▶ [MATERIAL TO PROCESS]

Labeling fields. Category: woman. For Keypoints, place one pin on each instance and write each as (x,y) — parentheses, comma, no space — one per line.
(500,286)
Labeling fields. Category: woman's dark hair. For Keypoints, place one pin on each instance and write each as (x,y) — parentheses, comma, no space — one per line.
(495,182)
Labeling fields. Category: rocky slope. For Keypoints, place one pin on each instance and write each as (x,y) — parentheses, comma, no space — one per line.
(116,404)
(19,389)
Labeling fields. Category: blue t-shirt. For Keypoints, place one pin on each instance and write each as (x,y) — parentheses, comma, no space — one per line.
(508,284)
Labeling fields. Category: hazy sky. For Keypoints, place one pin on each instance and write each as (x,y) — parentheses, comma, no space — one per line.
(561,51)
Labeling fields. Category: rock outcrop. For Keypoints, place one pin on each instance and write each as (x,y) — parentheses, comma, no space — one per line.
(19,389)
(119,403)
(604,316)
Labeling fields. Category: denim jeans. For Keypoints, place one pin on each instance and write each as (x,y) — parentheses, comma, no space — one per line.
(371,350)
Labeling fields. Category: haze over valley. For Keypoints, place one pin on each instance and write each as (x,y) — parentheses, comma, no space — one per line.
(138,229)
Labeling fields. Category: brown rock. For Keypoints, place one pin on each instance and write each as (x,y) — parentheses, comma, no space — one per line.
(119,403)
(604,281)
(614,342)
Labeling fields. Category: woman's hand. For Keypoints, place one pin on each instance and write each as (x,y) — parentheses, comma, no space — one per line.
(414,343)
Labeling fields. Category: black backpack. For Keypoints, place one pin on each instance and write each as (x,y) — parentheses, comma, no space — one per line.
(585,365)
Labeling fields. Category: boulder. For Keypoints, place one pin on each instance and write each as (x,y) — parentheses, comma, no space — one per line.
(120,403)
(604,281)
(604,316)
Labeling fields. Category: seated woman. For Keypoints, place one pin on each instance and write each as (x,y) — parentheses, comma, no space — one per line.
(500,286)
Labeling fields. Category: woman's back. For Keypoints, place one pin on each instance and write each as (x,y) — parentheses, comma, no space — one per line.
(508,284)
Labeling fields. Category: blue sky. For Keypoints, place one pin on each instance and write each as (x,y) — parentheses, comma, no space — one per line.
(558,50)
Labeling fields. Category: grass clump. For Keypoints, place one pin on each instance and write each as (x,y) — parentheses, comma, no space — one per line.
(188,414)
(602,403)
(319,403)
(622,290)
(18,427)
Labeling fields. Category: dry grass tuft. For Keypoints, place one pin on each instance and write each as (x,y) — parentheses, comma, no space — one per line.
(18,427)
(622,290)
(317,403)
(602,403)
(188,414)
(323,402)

▶ [TASK REQUIREMENTS]
All the data above should be set down a second time, exactly.

▶ [REPLY]
Labeling fields. Category: woman. For Keypoints, place one pin on each instance and write each as (x,y) — parentheses, comma, no space — one per line.
(500,286)
Labeling fields. Category: woman's dark hair. For Keypoints, place one pin on each instance and write each as (x,y) — parentheses, comma, no space — one per line.
(495,182)
Labeling fields. Category: rocky slope. For Keypoints, place one pin on each instance and write each as (x,y) — parentheses, comma, no space — one per line.
(116,404)
(19,389)
Labeling fields. Category: blue t-shirt. For Keypoints, place one pin on each instance and write each as (x,y) — parentheses, comma, no space — one per line.
(508,284)
Labeling fields. Category: hazy sky. For Keypoints, place one pin on each instance and write each as (x,y) — parentheses, comma, no space — one per line.
(561,51)
Labeling fields. Category: rock outcrop. For Keypoints, place one pin on each instance and write each as (x,y) — parentheses, comma, no space — one per line.
(19,389)
(119,403)
(604,316)
Labeling fields. Category: denim jeans. For Keypoints, place one pin on each instance and write each as (x,y) — parentheses, comma, no space — one per line.
(371,350)
Labeling fields. Category: haze over valley. For Keypoints, place one pin on each instance and write each as (x,y) — parentheses, comma, no space — one per line.
(138,229)
Labeling fields. Category: brown rock. For Keypoints, place one pin on each instance and write each as (x,y) — parentheses, comma, no space — one per line.
(119,403)
(604,281)
(614,342)
Labeling fields. Category: woman's hand. For Keypoints, place one pin on each instance and write each as (x,y) — parentheses, comma, no space — one per line.
(414,343)
Labeling fields. Category: black backpack. For Keypoints, place one pin on each instance and write each as (x,y) — parentheses, comma, no space — one per line.
(585,365)
Labeling fields. Category: boulder. For Keypoints, place one pin on each instance and write each as (x,y) — parentheses, comma, no space — one per line.
(120,403)
(604,281)
(604,316)
Labeling fields. Category: seated woman. For Keypoints, place one pin on each instance and write each as (x,y) — parentheses, comma, no space — one per line.
(500,286)
Labeling fields. Category: woman's back. For Keypoints, place one pin on each instance and write each as (x,y) — parentheses, comma, no space — one per line.
(508,284)
Labeling fields. Category: blue sky. For Keypoints, place one pin on each instance and write each as (x,y) — parentheses, comma, no space — one per line.
(558,50)
Labeling fields. Category: grass clump. For Keypoints, place one pin on each instance and write each as (x,y) — parentheses, comma, no space — one per line.
(188,414)
(602,403)
(319,403)
(622,290)
(18,427)
Labeling fields. Category: dry grass tuft. For Keypoints, place one pin on each instance and write each as (x,y) — parentheses, comma, no space — one per line.
(18,427)
(622,290)
(317,403)
(602,403)
(188,414)
(323,402)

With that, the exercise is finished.